→ **TASK BRIEF**
Write out the material again word for word, dropping any images it holds.

Stored data entries:
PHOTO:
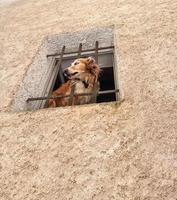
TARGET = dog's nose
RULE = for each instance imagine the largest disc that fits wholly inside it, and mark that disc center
(66, 72)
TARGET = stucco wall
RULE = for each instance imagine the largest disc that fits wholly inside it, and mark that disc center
(107, 151)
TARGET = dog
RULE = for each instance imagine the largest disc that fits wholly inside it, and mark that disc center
(82, 77)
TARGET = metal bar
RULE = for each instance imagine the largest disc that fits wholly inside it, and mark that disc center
(80, 50)
(57, 71)
(95, 86)
(96, 51)
(74, 86)
(64, 96)
(101, 48)
(72, 95)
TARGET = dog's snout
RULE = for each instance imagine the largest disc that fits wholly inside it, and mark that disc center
(66, 72)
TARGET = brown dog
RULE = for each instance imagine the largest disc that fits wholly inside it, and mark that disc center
(83, 76)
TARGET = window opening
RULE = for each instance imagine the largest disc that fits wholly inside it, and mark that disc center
(104, 58)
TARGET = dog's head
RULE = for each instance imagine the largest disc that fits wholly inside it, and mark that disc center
(84, 69)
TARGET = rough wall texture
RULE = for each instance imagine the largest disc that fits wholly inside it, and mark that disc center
(108, 151)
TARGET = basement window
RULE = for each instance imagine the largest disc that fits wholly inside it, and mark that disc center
(104, 57)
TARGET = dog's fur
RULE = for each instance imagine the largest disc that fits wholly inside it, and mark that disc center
(83, 75)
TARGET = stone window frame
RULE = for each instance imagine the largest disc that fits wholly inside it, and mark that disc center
(40, 71)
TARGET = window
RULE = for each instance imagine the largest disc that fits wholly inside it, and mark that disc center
(104, 57)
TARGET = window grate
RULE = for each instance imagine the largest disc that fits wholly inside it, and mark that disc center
(77, 54)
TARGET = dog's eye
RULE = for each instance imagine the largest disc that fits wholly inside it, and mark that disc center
(76, 63)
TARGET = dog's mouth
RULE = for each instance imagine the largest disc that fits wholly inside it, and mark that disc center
(69, 75)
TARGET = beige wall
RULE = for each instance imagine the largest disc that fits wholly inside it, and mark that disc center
(108, 151)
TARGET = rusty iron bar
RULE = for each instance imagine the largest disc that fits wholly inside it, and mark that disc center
(95, 87)
(88, 50)
(96, 51)
(57, 71)
(65, 96)
(80, 50)
(74, 86)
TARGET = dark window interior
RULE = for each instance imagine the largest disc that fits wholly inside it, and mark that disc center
(106, 83)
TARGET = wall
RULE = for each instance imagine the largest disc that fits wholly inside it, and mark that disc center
(107, 151)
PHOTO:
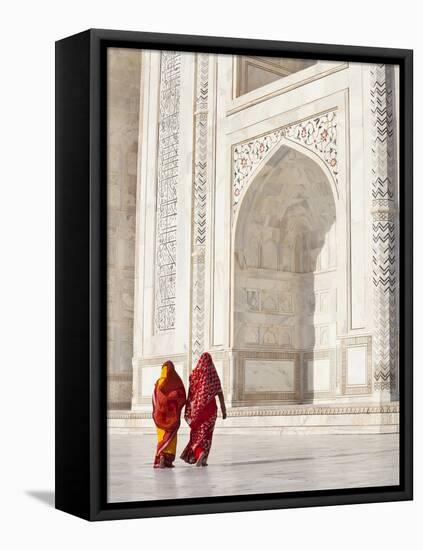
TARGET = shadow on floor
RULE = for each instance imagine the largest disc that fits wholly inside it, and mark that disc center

→ **COMPLETE ANSWER**
PHOTO:
TARGET = dog's nose
RULE = for each instance imagine the largest disc that fits wholly inside it, and mark that disc center
(66, 72)
TARGET = stucco wall
RULE = for each instance imagine the largest disc that fits wholly inside it, and mark that disc center
(107, 151)
TARGET = dog
RULE = for each instance imagine the largest disc that fits wholly inside it, and mark that disc center
(82, 77)
TARGET = metal bar
RULE = for each instance imagine the largest disc that fits wholly inside it, and mark that disc center
(80, 50)
(57, 71)
(95, 86)
(96, 51)
(74, 86)
(64, 96)
(101, 48)
(72, 95)
TARGET = dog's snout
RULE = for each instance imagine the largest disc that fits wholly inside it, and mark that disc center
(66, 72)
TARGET = brown dog
RULE = for each instance imagine the largest disc that fits wholly inside it, and mark that disc center
(83, 76)
TARGET = window opening
RULE = for each instance imagine the largest disc that fits wholly inside it, and mark that disc center
(104, 58)
TARGET = dog's head
RULE = for each instance imagine the largest disc that fits wholly inside it, and mark that disc center
(84, 69)
TARGET = rough wall texture
RULE = for each instance imagine the largest disc that fits wholly inside it, and mark that disc center
(108, 151)
TARGET = basement window
RULE = for each instance imagine the largest disc that fits wholly inside it, and mark that disc center
(104, 57)
TARGET = dog's fur
RULE = for each instance imagine the largest disc that fits wholly inside it, and mark that disc center
(83, 75)
TARGET = stone window frame
RULE = for each instance imagine the largest disc that fits wholly inside it, and mark that disc center
(40, 71)
TARGET = window
RULE = for each instance imagine the largest disc that fits wholly inside it, and mark that disc center
(104, 57)
TARGET = window grate
RULE = for each instance imagine the largest disc that fits wholly inside it, and mark that disc center
(77, 54)
TARGET = dog's eye
RULE = for each instance imagine the largest disc that fits wholly inside it, and mark that disc center
(76, 63)
TARGET = dog's mouth
RULE = for each instance imagine the largest disc that fits wholly inside it, and mark that disc center
(69, 75)
TARGET = beige wall
RULE = for each instance imagine the largest disc that fits wholly inside it, and mark that disc center
(108, 151)
TARGET = rusty iron bar
RULE = for each instance imagine the largest disc that fits wholly inside it, and mark that disc center
(95, 87)
(88, 50)
(96, 51)
(57, 71)
(65, 96)
(80, 50)
(74, 86)
TARGET = dark window interior
RULE = for each instance imagine the largest disc that fits wholly inside it, and mark that disc center
(106, 83)
TARGET = wall
RULE = for each instance imagine the largest disc that fits wholly inside it, and mark that disc center
(107, 151)
PHOTO:
TARGET = shadow on floor
RULE = for each instance imagine the largest disc that fits wholly inside it, and mark that disc center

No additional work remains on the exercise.